Banyak cara upaya dan tindakan pencegahan yang dapat dilakukan oleh bank yang bersangkutan untuk nasabah sebagai penyimpan dana yakni Perlindungan seacar langsung dan Perlindungan secara tidak langsung.
Perbedaan upaya sangat mempengaruhi upaya dan tindakan pencegahan diatas, berikut perbedaan nya jika upaya perlindungan secara langsung : Hak preferen nasabah penyimpan dana dan Lembaga asuransi deposito. Sedangkan upaya perlindungan secara tidak langsung adalah : Prinsip kehati-hatian (Prudential Principle), Batas Maximum Pemberian Kredit (BMPK), Kewajiban mengumumkan neraca dan perhitungan laba rugi, Merger, Konsolidasi, dan Akusisi Bank.[6]
Menurut  ketentuan pasal 2 UU no 10 tahun 1998 dikemukakan, bahwa perbankan Indonesia dalam melakukan usahanya berasaskan demokrasi ekonomi dengan menggunakan prinsip kehati-hatian. Dari ketentuan ini, menunjukan bahwa prinsip kehati-hatian adalah salah satu asas terpenting yang wajib diterapkan atau dilaksanakan oleh bank dalam menjalankan kegiatan usahanya.
Tujuan dari prinsip kehati-hatian adalah bank dapat berhati-hati dalam menjalankan kegiatan usahanya sesuai dengan ketentuan / peraturan perundang-undangan di bidang perbankan berdasarkan profesionalisme dan asas itikad baik.
Prinsip kehati-hatian adalah suatu prinsip yang menegaskan bahwa bank dalam menjalankan kegiatan usaha baik dalam penghimpunan terutama dalam penyaluran dana kepada masyarakat harus sangat berhati-hati. Tujuan dilakukannya prinsip kehati-hatian ini agar bank selalu dalam keadaan sehat menjalankan usahanya dengan baik dan mematuhi ketentuan-ketentuan dan norma-norma hukum yang berlaku di dunia perbankan. Prinsip kehati-hatian tertera dalam Pasal 2 dan Pasal 29 ayat (2) UU No 10 tahun 1998. [7]
Merger adalah proses difusi dua perseroan dengan salah satu diantaranya tetap berdiri dengan nama perseroannya sementara yang lain lenyap dengan segala nama dan kekayaannya dimasukan dalam perseroan yang tetap berdiri tersebut.

**Data yang Diberikan**
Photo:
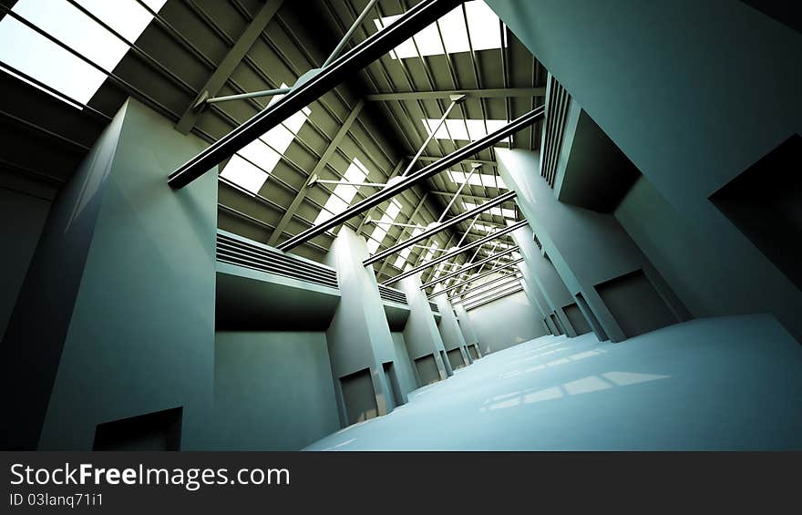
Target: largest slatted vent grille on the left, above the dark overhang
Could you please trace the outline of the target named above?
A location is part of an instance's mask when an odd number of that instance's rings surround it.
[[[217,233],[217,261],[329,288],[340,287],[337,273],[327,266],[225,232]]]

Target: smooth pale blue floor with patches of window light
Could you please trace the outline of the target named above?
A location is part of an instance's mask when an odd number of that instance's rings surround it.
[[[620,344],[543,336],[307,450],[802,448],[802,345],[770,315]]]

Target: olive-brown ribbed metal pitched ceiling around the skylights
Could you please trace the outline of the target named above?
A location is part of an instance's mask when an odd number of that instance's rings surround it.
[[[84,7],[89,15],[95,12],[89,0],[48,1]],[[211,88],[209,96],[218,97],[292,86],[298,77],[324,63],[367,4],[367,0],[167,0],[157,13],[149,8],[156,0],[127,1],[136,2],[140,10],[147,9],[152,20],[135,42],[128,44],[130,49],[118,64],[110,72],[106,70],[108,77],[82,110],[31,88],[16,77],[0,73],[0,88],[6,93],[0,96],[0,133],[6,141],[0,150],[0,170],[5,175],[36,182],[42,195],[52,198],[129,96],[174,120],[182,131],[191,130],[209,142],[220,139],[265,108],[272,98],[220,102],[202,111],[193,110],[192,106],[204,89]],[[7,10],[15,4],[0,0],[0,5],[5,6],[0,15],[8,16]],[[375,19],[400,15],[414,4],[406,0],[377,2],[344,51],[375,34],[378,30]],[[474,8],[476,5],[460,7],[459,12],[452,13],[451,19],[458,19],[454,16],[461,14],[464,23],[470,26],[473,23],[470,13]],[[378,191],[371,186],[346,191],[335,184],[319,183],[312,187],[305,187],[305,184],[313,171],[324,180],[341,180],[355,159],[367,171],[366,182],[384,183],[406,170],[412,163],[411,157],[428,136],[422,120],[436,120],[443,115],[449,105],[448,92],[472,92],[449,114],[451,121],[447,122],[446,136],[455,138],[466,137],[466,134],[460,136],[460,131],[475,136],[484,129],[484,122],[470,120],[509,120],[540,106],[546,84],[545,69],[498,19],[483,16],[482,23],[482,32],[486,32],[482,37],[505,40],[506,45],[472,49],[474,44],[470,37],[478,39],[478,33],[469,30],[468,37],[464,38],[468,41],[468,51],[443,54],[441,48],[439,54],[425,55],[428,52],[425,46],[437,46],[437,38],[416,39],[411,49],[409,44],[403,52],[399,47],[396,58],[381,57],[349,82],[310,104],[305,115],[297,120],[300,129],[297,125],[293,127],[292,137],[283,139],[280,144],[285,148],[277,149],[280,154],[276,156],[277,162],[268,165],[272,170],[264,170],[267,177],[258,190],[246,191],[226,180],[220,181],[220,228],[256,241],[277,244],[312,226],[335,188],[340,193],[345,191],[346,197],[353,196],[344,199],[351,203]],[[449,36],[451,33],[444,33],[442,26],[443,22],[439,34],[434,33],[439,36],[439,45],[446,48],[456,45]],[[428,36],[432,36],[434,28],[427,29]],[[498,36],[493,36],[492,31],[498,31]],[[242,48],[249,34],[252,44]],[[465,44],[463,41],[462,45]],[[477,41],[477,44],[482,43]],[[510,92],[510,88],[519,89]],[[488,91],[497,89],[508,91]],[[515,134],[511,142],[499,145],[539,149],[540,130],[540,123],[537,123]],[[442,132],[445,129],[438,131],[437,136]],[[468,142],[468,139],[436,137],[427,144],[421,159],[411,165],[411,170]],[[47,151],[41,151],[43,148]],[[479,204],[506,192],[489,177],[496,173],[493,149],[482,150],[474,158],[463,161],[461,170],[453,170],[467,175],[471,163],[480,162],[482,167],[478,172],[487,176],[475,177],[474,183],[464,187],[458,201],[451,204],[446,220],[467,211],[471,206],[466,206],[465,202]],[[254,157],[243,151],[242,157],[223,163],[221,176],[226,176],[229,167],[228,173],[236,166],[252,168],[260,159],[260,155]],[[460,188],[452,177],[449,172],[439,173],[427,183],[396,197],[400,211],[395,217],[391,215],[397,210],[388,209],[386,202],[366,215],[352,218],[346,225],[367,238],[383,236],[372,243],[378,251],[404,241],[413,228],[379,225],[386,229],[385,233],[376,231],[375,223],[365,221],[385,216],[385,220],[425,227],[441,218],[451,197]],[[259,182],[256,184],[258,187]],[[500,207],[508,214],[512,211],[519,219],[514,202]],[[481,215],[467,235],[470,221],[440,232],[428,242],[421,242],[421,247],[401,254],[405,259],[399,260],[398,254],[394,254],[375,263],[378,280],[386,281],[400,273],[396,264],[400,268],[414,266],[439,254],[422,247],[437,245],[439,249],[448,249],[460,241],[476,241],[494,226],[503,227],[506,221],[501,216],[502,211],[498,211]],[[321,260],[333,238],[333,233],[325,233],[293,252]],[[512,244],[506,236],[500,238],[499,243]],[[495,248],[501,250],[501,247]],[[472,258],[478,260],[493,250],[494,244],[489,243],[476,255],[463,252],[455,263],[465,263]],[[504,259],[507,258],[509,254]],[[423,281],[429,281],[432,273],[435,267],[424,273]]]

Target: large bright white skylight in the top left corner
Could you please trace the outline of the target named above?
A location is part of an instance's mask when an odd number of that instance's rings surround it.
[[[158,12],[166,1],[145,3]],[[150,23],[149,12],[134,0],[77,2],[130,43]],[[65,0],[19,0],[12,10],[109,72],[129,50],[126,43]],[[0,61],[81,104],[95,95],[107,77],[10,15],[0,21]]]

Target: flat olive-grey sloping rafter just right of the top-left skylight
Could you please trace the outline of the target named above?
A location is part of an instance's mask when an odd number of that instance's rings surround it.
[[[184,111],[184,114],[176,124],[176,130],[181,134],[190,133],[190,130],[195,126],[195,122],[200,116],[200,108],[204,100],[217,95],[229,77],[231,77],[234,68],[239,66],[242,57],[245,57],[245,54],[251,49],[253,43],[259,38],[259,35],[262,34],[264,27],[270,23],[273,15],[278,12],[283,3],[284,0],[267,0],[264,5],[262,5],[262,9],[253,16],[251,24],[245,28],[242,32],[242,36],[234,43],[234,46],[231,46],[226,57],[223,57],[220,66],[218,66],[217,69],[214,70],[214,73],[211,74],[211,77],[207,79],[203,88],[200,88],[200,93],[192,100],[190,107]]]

**Tugas**
Apakah tiap pernyataan di bawah ini cocok dengan kutipan tentang perlindungan nasabah bank di atas? Jawab ya atau tidak untuk masing-masing, lalu sertakan kata-kata penentunya dari kutipan tanpa diubah.
1. Lembaga asuransi deposito termasuk upaya perlindungan secara langsung.
2. Prinsip kehati-hatian hanya diatur dalam Pasal 2 UU No 10 tahun 1998.
3. Dalam merger, kedua perseroan tetap berdiri dengan nama masing-masing.

**Kolom Jawaban**
1. Ya: "upaya perlindungan secara langsung : Hak preferen nasabah penyimpan dana dan Lembaga asuransi deposito"
2. Tidak: "Prinsip kehati-hatian tertera dalam Pasal 2 dan Pasal 29 ayat (2) UU No 10 tahun 1998."
3. Tidak: "salah satu diantaranya tetap berdiri dengan nama perseroannya sementara yang lain lenyap"